**Passage to read:**
*****

Barton Street is not without its problems, of course. There are no streets in any city anywhere that are without problems, and walking the length of a street you’ve never been on before in a city you barely know and congratulating yourself for living to see another day doesn’t make you a hero. It just shows what a privileged asshole you are.

 

Friday nights are for books and cheap wine

Last Friday night, I took the bus downtown, and when the friendly bus driver asked where I was headed, I told him I was going to the library. He said “That’s how you’re spending your Friday night? At the library?!” But you know what? Hell yes, I was. Also it was a licensed, 19+ event, and glasses of wine were five dollars. FIVE DOLLARS. Where else can you get a glass of wine – and it wasn’t even plonk – for five dollars? Nowhere, that’s where. Plus a lovely spread of cheese and crackers, Roma pizza (I firmly believe there is a bylaw that states you cannot host a party in Hamilton without at least one Roma pizza in attendance) and then a table of desserts. COME ON. Best deal in town, honestly.

And while the wine was very attractively-priced, we were also there for the reveal of the Hamilton Reads One Book One Community choice for this year, and for the lovely Jane Urquhart, who read from her new book A Number of Things: Stories of Canada Told Through 50 Objects.

I will admit to being skeptical of the entire concept of A Number of Things, because there is this tendency, among Canadians, to focus only on the stereotypes when compiling lists of “Canadian” things. Toques and moose and hockey, amirite? And I still haven’t read the book, so I’m withholding judgement, but from what Jane read on Friday night, I feel I might be pleasantly surprised by the insight and depth of research, by the thoughtful inclusion of important, culturally significant objects, as well as some of the ones that may more generally spring to mind. I mean, she’s Jane Urquhart, after all. I suppose I needn’t have worried.

Worries aside, the entire evening was a delight. A packed house, standing room only for books and authors on a Friday night? Hamilton, you never disappoint. And of course, the big reveal of Zoe Whittall’s The Best Kind of People as the choice for Hamilton’s One Book One Community!

*****

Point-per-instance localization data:

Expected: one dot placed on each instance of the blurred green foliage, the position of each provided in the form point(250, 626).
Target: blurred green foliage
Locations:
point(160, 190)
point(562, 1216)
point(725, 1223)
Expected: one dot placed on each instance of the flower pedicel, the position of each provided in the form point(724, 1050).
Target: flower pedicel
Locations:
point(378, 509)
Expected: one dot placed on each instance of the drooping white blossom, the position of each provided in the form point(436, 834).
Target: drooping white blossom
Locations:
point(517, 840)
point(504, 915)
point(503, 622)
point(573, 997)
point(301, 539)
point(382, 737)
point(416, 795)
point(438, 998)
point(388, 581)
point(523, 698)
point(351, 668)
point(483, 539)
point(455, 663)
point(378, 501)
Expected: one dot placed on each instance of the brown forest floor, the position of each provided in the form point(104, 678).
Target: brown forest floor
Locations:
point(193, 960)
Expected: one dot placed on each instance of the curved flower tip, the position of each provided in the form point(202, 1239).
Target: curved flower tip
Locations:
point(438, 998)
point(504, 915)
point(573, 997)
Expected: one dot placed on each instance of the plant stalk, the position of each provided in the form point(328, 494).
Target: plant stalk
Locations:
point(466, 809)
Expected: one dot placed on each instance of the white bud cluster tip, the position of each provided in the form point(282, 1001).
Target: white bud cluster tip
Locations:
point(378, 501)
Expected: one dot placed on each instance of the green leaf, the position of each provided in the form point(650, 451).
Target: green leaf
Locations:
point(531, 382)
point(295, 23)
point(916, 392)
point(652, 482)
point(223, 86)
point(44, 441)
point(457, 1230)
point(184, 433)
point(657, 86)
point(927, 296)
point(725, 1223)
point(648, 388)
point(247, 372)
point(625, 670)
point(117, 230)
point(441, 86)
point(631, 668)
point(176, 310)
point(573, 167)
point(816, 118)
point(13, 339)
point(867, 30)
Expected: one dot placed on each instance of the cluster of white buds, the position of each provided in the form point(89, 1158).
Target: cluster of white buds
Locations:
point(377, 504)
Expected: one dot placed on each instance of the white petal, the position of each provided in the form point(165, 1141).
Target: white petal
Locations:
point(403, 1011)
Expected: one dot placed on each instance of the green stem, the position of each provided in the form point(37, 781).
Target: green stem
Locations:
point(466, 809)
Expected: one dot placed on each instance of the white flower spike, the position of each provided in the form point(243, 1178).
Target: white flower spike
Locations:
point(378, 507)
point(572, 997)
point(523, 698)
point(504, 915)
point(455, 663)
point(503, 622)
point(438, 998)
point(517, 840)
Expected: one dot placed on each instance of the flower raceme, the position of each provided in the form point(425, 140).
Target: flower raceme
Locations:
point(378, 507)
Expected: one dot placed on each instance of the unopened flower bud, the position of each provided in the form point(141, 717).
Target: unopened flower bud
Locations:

*****

**Task requirements:**
Answer these questions from the library post:
1. How much did a glass of wine cost at the Friday night event?
2. Which author read from her new book that evening, and what was the book's title?
3. Which book was revealed as Hamilton's One Book One Community choice?
Rely only on the library post for what follows, not on the listing.

**Written response:**
1. Five dollars.
2. Jane Urquhart read from A Number of Things: Stories of Canada Told Through 50 Objects.
3. Zoe Whittall's The Best Kind of People.